Improved Transparency and Competition Between TPIs
Transparency requirements and reductions in indirect funding models for brokers and TPIs should make it easier for consumers to assess the value of the service they receive. This should allow charities and small businesses to make informed decisions on their choice of TPI. We expect this to create a level of normalisation in the fees charged by TPIs for comparable services, eliminating the excessively high fees charged by some brokers in the current market.
Improved TPI procurement delivers better value Energy Contracts
The best TPIs already seek a wide range of quotations from the market, using the leverage of competition to get the best prices for the contract types and suppliers that best meets their customer’s needs. Clear principles and rules, combined with robust regulator enforcement should help to make this the norm for all consumers. With responsibilities for broker behaviour lifted from suppliers, market access and price competition should improve, helping to bear down on non-domestic energy prices and give all TPI customers more confidence they’re getting the best deal.

## Dataset entries:
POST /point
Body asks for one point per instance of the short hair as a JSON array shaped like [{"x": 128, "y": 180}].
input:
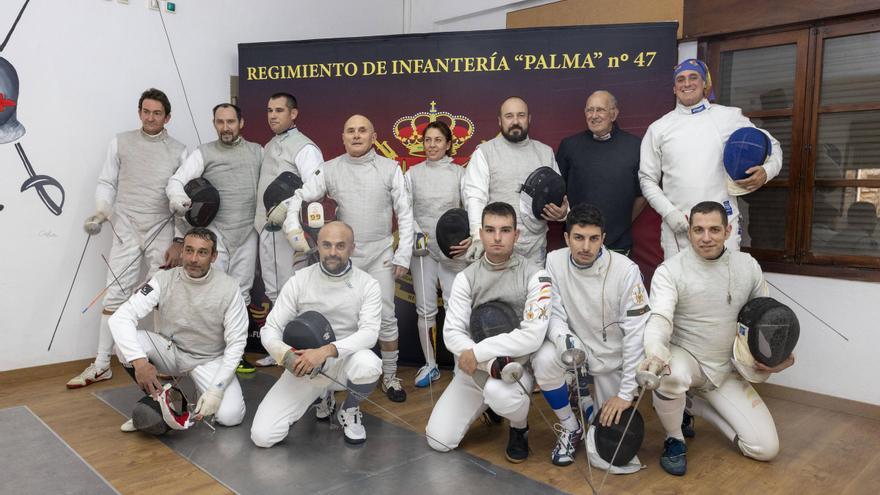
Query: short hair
[
  {"x": 227, "y": 105},
  {"x": 500, "y": 209},
  {"x": 706, "y": 207},
  {"x": 444, "y": 129},
  {"x": 205, "y": 234},
  {"x": 158, "y": 95},
  {"x": 291, "y": 100},
  {"x": 585, "y": 214}
]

## Exercise brief:
In the text on energy brokers and TPIs, which two groups should be able to make informed decisions on their choice of TPI?

## In response:
Charities and small businesses.